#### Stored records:
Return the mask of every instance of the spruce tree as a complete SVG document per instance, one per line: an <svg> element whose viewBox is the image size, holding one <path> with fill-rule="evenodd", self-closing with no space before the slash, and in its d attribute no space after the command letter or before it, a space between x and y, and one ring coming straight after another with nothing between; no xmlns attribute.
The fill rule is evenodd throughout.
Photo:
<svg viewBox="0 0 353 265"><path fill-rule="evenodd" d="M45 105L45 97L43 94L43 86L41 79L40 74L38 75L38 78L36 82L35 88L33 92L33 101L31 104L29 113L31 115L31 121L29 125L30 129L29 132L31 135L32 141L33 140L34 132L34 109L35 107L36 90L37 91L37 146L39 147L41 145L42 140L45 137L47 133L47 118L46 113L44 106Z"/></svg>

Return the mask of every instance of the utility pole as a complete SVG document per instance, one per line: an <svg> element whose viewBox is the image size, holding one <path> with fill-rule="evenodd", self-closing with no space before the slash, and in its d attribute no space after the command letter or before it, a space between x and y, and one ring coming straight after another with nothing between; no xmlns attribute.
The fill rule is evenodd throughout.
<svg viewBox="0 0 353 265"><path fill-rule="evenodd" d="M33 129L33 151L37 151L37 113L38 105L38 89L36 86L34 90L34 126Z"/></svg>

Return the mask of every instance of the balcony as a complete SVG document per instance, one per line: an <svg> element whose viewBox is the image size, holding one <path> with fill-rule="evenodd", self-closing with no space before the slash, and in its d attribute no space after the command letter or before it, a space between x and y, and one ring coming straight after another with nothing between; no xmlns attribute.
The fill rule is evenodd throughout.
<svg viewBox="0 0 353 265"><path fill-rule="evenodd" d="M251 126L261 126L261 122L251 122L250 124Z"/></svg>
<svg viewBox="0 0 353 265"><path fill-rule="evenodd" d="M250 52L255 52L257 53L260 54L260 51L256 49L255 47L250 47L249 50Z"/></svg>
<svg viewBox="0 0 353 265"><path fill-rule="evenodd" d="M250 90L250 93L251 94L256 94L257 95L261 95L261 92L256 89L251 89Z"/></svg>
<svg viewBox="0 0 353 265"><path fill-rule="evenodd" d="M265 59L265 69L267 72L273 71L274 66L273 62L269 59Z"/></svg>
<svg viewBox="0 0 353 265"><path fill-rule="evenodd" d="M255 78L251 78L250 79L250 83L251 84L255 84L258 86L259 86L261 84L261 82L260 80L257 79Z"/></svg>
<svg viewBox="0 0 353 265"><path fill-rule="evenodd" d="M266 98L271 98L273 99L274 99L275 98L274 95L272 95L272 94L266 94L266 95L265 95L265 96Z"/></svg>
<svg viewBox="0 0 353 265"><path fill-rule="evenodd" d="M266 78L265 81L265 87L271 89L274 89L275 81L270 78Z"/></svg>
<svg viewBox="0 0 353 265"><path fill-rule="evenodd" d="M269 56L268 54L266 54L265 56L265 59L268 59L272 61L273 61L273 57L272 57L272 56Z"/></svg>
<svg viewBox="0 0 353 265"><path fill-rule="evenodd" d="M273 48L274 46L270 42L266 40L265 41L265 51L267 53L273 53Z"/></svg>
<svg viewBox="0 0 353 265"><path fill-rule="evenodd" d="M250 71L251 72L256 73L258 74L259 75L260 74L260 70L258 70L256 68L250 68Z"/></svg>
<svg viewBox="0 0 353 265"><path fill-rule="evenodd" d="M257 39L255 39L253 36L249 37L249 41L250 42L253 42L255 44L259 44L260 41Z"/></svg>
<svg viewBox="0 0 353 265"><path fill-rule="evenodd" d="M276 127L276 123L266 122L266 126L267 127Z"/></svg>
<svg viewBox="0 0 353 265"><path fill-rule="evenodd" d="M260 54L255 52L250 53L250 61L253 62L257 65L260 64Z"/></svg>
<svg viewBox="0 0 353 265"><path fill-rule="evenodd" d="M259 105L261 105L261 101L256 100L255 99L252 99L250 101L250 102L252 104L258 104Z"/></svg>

#### PROBLEM:
Rewrite the lines of the data above as a JSON list of strings, one string per line, omitting blank lines.

#### RESPONSE BELOW:
[
  "Return the mask of every instance of the spruce tree as a complete SVG document per instance, one per line: an <svg> element whose viewBox is the image size, holding one <path> with fill-rule=\"evenodd\", self-closing with no space before the slash, and in its d attribute no space after the command letter or before it, a space between x and y, and one ring coming straight after another with nothing between; no xmlns attribute.",
  "The fill rule is evenodd throughout.",
  "Photo:",
  "<svg viewBox=\"0 0 353 265\"><path fill-rule=\"evenodd\" d=\"M45 105L45 97L43 94L43 86L41 79L40 74L38 75L38 78L36 82L35 88L33 92L33 101L31 104L29 113L31 115L31 121L29 125L30 129L29 132L31 135L32 141L33 140L34 132L34 109L35 107L36 90L37 91L37 146L39 147L41 145L42 140L45 137L47 133L47 118L46 113L44 106Z\"/></svg>",
  "Return the mask of every instance of the utility pole as a complete SVG document per instance, one per line: an <svg> element whose viewBox is the image size, holding one <path> with fill-rule=\"evenodd\", self-closing with no space before the slash, and in its d attribute no space after the command letter or before it, a space between x and y, and one ring coming straight after another with nothing between; no xmlns attribute.",
  "The fill rule is evenodd throughout.",
  "<svg viewBox=\"0 0 353 265\"><path fill-rule=\"evenodd\" d=\"M33 129L33 151L37 151L37 113L38 105L38 89L36 86L34 90L34 126Z\"/></svg>",
  "Return the mask of every instance of the balcony as a complete SVG document per instance, one per line: an <svg> element whose viewBox is the image size, holding one <path> with fill-rule=\"evenodd\", self-closing with no space before the slash, and in its d attribute no space after the command letter or before it, a space between x and y, and one ring coming straight after another with nothing between; no xmlns attribute.",
  "The fill rule is evenodd throughout.",
  "<svg viewBox=\"0 0 353 265\"><path fill-rule=\"evenodd\" d=\"M251 126L261 126L261 122L251 122L250 124Z\"/></svg>",
  "<svg viewBox=\"0 0 353 265\"><path fill-rule=\"evenodd\" d=\"M250 52L255 52L257 53L260 54L260 51L256 49L255 47L250 47L249 50Z\"/></svg>",
  "<svg viewBox=\"0 0 353 265\"><path fill-rule=\"evenodd\" d=\"M250 90L250 93L251 94L256 94L257 95L261 95L261 92L256 89L251 89Z\"/></svg>",
  "<svg viewBox=\"0 0 353 265\"><path fill-rule=\"evenodd\" d=\"M265 59L265 69L267 72L273 71L274 66L273 62L269 59Z\"/></svg>",
  "<svg viewBox=\"0 0 353 265\"><path fill-rule=\"evenodd\" d=\"M255 78L251 78L250 79L250 83L251 84L255 84L258 86L259 86L261 84L261 82L260 80L257 79Z\"/></svg>",
  "<svg viewBox=\"0 0 353 265\"><path fill-rule=\"evenodd\" d=\"M266 98L271 98L273 99L274 99L275 98L274 95L272 95L272 94L266 94L266 95L265 95L265 96Z\"/></svg>",
  "<svg viewBox=\"0 0 353 265\"><path fill-rule=\"evenodd\" d=\"M266 78L265 81L265 87L271 89L274 89L275 81L270 78Z\"/></svg>",
  "<svg viewBox=\"0 0 353 265\"><path fill-rule=\"evenodd\" d=\"M269 56L268 54L266 54L265 56L265 59L268 59L272 61L273 61L273 57L272 57L272 56Z\"/></svg>",
  "<svg viewBox=\"0 0 353 265\"><path fill-rule=\"evenodd\" d=\"M273 48L274 46L270 42L266 40L265 41L265 51L267 53L273 53Z\"/></svg>",
  "<svg viewBox=\"0 0 353 265\"><path fill-rule=\"evenodd\" d=\"M250 71L251 72L256 73L258 74L259 75L260 74L260 70L258 70L256 68L250 68Z\"/></svg>",
  "<svg viewBox=\"0 0 353 265\"><path fill-rule=\"evenodd\" d=\"M257 39L255 39L253 36L249 37L249 41L250 42L253 42L255 44L259 44L260 41Z\"/></svg>",
  "<svg viewBox=\"0 0 353 265\"><path fill-rule=\"evenodd\" d=\"M276 127L276 123L266 122L266 126L267 127Z\"/></svg>",
  "<svg viewBox=\"0 0 353 265\"><path fill-rule=\"evenodd\" d=\"M260 54L255 52L250 53L250 61L253 62L257 65L260 64Z\"/></svg>",
  "<svg viewBox=\"0 0 353 265\"><path fill-rule=\"evenodd\" d=\"M259 105L261 105L261 101L256 100L255 99L252 99L250 101L250 102L252 104L258 104Z\"/></svg>"
]